**SET PROBLEM**
Locate and copy every line in the listing below that contains the word "with". Case counts.

**RAW RECORDS**
◇ ◇ ◇ ◇ ◇ ◇ ◇

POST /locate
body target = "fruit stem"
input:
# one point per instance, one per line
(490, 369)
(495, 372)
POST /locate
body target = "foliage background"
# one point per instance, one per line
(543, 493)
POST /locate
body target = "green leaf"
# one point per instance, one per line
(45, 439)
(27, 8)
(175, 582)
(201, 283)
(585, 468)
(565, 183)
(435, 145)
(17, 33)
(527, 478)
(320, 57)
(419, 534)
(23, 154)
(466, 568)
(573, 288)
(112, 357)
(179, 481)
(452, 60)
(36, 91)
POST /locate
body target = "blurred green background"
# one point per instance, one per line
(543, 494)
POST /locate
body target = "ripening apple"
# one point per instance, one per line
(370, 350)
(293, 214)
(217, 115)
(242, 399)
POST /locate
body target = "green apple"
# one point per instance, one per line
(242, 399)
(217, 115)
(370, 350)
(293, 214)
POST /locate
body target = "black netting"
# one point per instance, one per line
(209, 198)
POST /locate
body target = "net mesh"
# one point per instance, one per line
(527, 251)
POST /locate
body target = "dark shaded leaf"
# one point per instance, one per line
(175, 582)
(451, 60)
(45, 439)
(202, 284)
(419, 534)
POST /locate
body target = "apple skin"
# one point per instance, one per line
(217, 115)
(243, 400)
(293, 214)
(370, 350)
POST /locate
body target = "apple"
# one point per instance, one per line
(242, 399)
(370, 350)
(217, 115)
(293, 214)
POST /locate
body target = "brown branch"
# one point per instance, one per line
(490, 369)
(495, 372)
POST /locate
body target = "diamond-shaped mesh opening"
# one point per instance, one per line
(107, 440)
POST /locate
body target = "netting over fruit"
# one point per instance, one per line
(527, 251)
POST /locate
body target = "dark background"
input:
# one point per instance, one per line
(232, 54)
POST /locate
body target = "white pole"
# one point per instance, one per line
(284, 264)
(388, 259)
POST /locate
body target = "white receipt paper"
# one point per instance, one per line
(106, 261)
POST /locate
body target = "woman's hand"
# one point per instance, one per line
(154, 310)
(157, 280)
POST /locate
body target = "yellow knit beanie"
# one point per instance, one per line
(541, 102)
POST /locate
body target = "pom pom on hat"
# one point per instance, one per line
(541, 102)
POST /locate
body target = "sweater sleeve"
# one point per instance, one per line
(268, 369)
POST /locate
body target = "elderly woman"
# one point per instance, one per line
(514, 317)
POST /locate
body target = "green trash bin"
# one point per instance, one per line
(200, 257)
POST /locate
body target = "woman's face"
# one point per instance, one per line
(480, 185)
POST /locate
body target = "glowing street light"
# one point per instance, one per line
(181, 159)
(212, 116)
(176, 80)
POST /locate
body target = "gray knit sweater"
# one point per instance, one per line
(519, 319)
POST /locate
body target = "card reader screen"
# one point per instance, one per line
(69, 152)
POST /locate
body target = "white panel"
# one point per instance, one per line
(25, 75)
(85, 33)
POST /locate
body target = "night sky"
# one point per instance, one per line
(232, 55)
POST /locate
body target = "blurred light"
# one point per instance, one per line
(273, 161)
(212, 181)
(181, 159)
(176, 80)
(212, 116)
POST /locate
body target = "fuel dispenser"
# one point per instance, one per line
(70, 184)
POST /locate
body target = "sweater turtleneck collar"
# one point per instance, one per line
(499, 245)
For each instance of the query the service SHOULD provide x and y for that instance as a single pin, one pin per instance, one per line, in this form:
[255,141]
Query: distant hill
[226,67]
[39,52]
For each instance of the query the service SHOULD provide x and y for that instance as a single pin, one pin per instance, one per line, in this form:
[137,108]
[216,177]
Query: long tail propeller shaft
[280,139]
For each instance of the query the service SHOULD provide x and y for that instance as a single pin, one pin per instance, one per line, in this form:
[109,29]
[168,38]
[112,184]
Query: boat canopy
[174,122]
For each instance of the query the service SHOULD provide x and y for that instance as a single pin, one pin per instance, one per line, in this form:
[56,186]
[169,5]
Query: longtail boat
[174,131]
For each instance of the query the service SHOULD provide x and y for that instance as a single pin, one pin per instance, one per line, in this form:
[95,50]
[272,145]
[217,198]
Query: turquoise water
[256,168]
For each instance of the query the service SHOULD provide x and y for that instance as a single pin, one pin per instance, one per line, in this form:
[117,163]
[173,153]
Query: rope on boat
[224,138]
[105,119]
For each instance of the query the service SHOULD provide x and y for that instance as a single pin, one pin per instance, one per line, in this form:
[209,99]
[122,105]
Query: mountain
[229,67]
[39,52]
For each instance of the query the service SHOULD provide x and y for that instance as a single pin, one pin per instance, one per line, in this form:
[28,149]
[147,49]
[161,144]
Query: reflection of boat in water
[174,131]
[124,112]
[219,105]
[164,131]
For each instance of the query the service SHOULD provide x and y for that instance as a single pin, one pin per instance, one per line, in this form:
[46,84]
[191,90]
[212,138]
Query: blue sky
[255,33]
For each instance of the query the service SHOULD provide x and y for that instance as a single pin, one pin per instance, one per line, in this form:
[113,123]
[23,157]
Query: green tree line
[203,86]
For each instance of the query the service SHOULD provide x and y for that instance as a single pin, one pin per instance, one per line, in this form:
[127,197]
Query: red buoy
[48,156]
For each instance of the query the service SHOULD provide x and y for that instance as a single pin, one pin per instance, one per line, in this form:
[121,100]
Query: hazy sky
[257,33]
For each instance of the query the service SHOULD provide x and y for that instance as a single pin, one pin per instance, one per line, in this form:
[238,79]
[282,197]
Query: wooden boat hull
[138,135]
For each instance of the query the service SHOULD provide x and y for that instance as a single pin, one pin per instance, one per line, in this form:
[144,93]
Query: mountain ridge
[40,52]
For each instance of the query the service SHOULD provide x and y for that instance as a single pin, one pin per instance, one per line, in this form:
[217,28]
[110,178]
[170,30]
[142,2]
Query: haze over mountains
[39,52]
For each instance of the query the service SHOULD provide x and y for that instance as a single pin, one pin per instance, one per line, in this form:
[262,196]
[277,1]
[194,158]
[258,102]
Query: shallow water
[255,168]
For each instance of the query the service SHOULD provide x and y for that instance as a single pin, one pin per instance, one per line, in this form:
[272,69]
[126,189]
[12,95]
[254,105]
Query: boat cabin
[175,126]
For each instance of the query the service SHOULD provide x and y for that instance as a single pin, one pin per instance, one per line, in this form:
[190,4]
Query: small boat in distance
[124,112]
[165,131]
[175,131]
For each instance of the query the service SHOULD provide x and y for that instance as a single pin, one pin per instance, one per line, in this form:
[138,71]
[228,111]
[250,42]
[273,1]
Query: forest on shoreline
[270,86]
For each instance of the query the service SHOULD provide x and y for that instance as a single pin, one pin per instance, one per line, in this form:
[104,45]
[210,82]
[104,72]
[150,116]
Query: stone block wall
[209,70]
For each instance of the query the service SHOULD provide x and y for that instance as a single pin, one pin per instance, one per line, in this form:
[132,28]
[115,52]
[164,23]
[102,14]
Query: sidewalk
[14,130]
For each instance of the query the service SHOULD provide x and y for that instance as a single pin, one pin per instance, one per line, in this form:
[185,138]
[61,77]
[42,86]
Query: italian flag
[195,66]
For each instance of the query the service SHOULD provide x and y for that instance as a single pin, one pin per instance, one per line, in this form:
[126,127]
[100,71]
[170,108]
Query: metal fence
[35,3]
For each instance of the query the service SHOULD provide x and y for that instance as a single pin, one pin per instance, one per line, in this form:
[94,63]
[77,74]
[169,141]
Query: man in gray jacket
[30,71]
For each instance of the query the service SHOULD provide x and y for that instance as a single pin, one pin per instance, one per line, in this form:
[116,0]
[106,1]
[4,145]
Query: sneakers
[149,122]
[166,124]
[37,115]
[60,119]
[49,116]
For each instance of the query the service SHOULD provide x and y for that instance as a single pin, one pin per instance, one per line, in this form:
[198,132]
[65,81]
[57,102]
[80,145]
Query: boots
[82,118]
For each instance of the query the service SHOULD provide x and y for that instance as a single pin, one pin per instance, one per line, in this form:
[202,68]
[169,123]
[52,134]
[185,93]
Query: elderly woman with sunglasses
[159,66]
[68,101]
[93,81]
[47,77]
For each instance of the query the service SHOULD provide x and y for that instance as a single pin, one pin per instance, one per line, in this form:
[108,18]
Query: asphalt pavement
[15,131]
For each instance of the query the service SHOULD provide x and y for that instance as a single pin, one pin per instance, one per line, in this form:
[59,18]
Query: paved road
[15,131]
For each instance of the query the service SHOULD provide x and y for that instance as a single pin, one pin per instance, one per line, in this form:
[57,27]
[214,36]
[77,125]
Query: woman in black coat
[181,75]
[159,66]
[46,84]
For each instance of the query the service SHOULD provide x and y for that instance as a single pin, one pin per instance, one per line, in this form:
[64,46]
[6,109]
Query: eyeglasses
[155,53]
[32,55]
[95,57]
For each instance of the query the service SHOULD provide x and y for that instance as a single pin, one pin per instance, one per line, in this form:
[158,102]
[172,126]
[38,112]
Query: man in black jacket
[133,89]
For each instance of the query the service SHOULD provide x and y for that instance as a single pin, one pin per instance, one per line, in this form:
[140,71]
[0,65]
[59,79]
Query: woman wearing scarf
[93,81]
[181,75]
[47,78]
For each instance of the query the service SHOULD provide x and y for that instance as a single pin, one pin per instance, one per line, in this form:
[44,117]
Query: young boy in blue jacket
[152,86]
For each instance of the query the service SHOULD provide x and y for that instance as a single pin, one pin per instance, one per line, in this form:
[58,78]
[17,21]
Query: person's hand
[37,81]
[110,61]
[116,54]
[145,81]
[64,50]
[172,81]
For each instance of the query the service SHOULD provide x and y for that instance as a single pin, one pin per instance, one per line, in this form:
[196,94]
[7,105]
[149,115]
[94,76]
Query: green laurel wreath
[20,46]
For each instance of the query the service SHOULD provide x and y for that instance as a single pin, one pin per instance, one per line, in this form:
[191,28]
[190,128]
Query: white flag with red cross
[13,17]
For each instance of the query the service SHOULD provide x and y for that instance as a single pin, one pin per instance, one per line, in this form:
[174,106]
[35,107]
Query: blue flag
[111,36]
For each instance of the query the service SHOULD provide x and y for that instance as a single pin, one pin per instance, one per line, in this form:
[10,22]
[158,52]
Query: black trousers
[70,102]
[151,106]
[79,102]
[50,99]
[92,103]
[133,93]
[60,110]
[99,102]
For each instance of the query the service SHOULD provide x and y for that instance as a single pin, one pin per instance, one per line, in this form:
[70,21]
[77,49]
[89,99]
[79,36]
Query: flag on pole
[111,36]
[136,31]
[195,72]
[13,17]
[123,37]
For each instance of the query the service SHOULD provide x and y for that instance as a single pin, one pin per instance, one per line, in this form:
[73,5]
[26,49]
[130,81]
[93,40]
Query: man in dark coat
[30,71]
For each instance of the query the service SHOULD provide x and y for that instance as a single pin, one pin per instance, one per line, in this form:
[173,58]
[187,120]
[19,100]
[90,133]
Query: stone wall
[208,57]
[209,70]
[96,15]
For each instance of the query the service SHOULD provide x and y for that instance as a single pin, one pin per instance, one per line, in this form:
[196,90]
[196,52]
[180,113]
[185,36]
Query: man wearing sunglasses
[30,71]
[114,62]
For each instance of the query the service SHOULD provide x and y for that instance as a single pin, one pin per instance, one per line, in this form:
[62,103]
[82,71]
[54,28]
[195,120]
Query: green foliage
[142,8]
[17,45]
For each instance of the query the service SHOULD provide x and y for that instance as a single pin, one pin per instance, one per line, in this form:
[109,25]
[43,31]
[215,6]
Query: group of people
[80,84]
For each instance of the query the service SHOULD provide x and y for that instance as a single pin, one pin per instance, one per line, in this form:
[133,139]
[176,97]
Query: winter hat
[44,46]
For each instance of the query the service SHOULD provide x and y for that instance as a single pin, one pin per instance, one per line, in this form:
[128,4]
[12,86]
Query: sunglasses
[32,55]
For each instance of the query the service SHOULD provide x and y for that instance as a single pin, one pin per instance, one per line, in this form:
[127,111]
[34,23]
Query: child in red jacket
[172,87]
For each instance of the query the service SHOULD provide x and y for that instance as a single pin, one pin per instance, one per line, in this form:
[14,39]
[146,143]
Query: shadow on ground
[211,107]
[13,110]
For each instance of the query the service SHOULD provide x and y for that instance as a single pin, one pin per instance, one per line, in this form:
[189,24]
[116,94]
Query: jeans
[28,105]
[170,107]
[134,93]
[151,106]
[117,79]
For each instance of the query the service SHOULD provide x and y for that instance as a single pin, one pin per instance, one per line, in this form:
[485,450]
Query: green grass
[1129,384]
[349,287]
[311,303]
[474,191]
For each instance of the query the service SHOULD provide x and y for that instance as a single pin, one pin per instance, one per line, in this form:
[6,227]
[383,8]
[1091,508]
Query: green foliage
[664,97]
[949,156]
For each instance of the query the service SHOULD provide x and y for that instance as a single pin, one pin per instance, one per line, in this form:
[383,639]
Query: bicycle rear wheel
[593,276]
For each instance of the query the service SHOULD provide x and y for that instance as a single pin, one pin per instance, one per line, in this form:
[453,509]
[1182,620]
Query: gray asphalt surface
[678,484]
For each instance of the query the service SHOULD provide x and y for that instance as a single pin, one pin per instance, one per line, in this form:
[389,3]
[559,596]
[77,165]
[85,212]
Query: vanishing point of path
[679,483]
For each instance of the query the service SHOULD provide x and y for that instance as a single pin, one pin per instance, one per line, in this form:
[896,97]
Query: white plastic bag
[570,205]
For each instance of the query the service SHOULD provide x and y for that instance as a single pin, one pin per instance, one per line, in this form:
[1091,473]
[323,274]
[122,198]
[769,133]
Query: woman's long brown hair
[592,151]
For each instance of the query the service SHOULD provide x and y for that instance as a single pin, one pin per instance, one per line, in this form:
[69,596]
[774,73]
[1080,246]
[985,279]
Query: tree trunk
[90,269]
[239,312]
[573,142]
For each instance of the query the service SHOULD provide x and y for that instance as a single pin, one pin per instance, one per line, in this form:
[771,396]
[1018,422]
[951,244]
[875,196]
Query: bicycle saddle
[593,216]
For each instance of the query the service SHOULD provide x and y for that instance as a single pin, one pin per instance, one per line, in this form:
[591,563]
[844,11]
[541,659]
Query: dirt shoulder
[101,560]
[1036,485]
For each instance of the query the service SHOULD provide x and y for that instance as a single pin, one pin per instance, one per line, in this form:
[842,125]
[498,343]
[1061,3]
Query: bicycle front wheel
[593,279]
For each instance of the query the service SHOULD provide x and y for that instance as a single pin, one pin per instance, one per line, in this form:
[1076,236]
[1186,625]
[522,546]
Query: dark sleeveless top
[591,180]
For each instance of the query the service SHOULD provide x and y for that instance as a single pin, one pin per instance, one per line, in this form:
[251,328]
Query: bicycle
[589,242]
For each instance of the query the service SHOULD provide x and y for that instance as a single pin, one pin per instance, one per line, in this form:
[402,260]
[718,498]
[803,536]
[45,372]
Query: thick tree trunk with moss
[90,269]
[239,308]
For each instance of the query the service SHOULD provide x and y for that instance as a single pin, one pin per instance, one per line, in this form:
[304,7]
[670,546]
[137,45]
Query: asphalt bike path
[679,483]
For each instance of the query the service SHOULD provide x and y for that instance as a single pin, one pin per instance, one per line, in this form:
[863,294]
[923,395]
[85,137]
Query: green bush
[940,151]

◇ ◇ ◇ ◇ ◇ ◇ ◇

**FINISHED TASK**
Query: elderly woman with sunglasses
Query: white flag with red cross
Query: thick tree trunk with moss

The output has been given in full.